Aufgabenziel. Zeige jede Zeile weiter unten, in der das Wort „mask“ vorkommt. Groß- und Kleinschreibung zählt.

..........

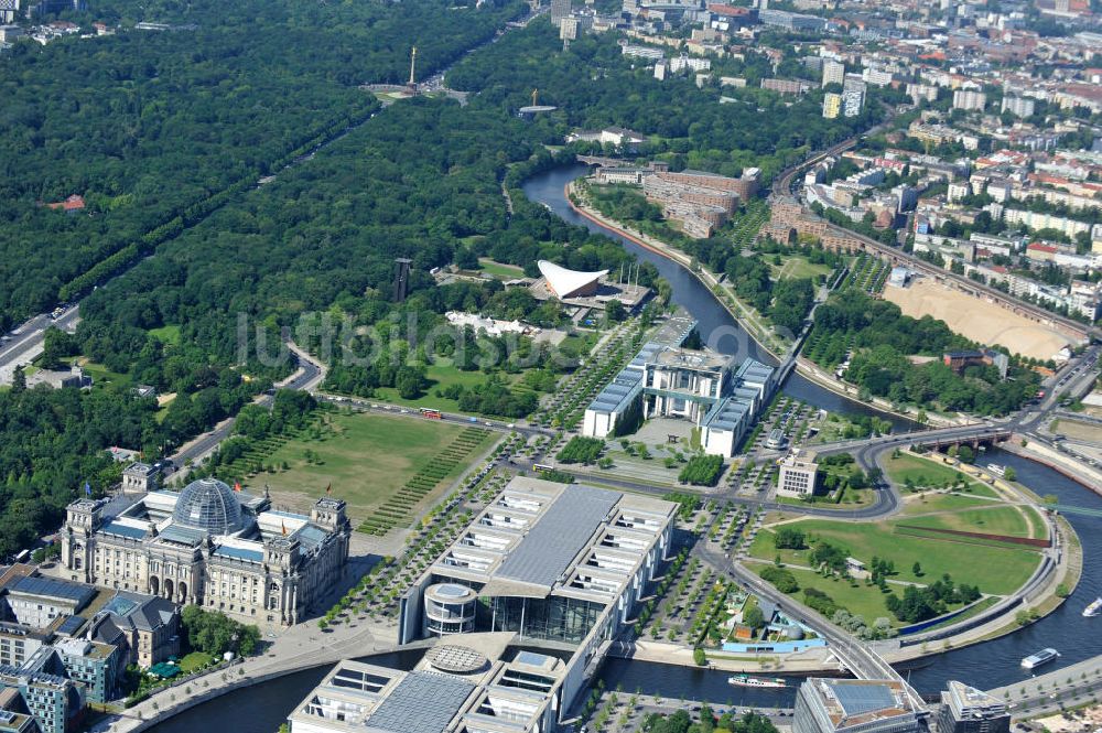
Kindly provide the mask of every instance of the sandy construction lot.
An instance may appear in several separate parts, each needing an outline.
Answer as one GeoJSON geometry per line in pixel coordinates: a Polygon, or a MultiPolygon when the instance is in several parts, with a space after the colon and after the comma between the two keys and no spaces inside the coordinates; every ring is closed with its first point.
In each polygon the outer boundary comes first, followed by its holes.
{"type": "Polygon", "coordinates": [[[1023,356],[1050,359],[1070,339],[1055,328],[1034,323],[980,298],[918,278],[906,288],[884,288],[884,299],[916,319],[931,315],[954,332],[981,344],[998,344],[1023,356]]]}

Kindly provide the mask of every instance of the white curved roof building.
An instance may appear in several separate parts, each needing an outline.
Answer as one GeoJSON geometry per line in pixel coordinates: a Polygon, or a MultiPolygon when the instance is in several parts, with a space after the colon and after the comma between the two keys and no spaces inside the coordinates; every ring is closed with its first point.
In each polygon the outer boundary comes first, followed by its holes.
{"type": "Polygon", "coordinates": [[[592,295],[597,290],[597,281],[608,274],[608,270],[598,270],[597,272],[568,270],[547,260],[540,260],[536,266],[540,268],[540,273],[547,281],[548,291],[560,300],[577,295],[592,295]]]}

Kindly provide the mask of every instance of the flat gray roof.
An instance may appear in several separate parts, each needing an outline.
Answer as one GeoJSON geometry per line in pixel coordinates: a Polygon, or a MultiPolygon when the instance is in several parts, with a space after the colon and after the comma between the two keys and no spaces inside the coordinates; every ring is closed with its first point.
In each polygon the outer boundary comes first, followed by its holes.
{"type": "Polygon", "coordinates": [[[704,417],[703,425],[713,430],[734,430],[750,411],[748,401],[738,397],[728,397],[717,402],[704,417]]]}
{"type": "Polygon", "coordinates": [[[505,557],[494,574],[552,588],[620,496],[619,492],[571,484],[505,557]]]}
{"type": "Polygon", "coordinates": [[[641,384],[642,371],[624,369],[593,398],[590,409],[598,412],[619,412],[641,384]]]}
{"type": "Polygon", "coordinates": [[[367,730],[443,733],[474,689],[458,677],[410,672],[368,716],[367,730]]]}
{"type": "Polygon", "coordinates": [[[65,599],[77,604],[87,603],[96,595],[96,589],[90,585],[71,583],[56,578],[21,578],[10,590],[13,593],[41,595],[46,599],[65,599]]]}

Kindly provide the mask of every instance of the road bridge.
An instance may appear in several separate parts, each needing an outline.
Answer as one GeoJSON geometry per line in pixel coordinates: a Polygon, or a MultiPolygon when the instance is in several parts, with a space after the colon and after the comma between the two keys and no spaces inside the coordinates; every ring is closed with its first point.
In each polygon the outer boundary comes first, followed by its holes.
{"type": "Polygon", "coordinates": [[[1009,440],[1014,431],[1006,425],[965,425],[961,428],[941,428],[938,430],[918,430],[905,433],[888,433],[875,438],[844,440],[835,443],[815,445],[813,450],[820,455],[835,453],[852,453],[872,446],[922,445],[927,448],[947,448],[949,445],[979,445],[1009,440]]]}

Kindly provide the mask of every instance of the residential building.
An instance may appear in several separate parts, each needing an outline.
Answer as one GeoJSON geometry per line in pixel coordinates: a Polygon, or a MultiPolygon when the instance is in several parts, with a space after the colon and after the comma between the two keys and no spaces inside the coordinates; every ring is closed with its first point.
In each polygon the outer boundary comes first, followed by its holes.
{"type": "Polygon", "coordinates": [[[0,690],[0,733],[40,733],[41,730],[18,689],[0,690]]]}
{"type": "Polygon", "coordinates": [[[780,462],[777,495],[796,498],[814,496],[818,477],[819,466],[815,464],[814,454],[789,454],[780,462]]]}
{"type": "Polygon", "coordinates": [[[571,0],[551,0],[551,24],[559,28],[564,18],[570,17],[571,0]]]}
{"type": "Polygon", "coordinates": [[[180,655],[180,606],[154,595],[119,591],[96,614],[85,636],[122,649],[123,666],[149,669],[180,655]]]}
{"type": "Polygon", "coordinates": [[[1003,97],[1001,111],[1011,112],[1017,117],[1033,117],[1036,104],[1029,97],[1003,97]]]}
{"type": "Polygon", "coordinates": [[[803,79],[761,79],[761,88],[777,91],[779,94],[802,95],[811,88],[811,84],[803,79]]]}
{"type": "Polygon", "coordinates": [[[833,58],[824,60],[822,85],[842,84],[843,82],[845,82],[845,64],[833,58]]]}
{"type": "Polygon", "coordinates": [[[685,54],[670,58],[671,74],[680,74],[681,72],[706,72],[711,68],[712,61],[710,58],[694,58],[685,54]]]}
{"type": "Polygon", "coordinates": [[[901,681],[812,677],[796,694],[792,733],[922,733],[923,718],[901,681]]]}
{"type": "Polygon", "coordinates": [[[148,463],[133,463],[122,470],[122,492],[144,494],[155,491],[161,478],[161,467],[148,463]]]}
{"type": "Polygon", "coordinates": [[[106,703],[115,698],[126,669],[126,655],[117,646],[82,638],[60,639],[53,653],[65,668],[65,677],[84,683],[89,701],[106,703]]]}
{"type": "Polygon", "coordinates": [[[766,2],[760,2],[758,20],[766,25],[774,25],[789,32],[821,33],[827,30],[827,21],[817,15],[771,10],[765,6],[766,2]]]}
{"type": "Polygon", "coordinates": [[[965,111],[983,111],[987,106],[987,95],[979,89],[957,89],[953,91],[953,108],[965,111]]]}
{"type": "Polygon", "coordinates": [[[84,686],[58,675],[0,667],[0,692],[18,691],[42,733],[75,730],[84,712],[84,686]]]}
{"type": "Polygon", "coordinates": [[[44,633],[21,624],[0,624],[0,666],[22,667],[48,640],[44,633]]]}
{"type": "Polygon", "coordinates": [[[950,680],[941,692],[937,733],[1008,733],[1006,703],[963,682],[950,680]]]}
{"type": "Polygon", "coordinates": [[[1078,234],[1091,230],[1091,225],[1085,222],[1020,208],[1007,208],[1003,212],[1003,218],[1007,224],[1024,224],[1030,229],[1056,229],[1072,239],[1078,234]]]}
{"type": "Polygon", "coordinates": [[[341,499],[317,499],[309,516],[274,511],[267,493],[201,478],[74,502],[61,562],[80,582],[289,626],[341,582],[350,532],[341,499]]]}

..........

Antwort zur Übung.
Kindly provide the mask of every instance of the sandy construction lot.
Kindly provide the mask of every instance of the white curved roof building.
Kindly provide the mask of every instance of the flat gray roof.
Kindly provide the mask of every instance of the road bridge.
Kindly provide the mask of every instance of the residential building.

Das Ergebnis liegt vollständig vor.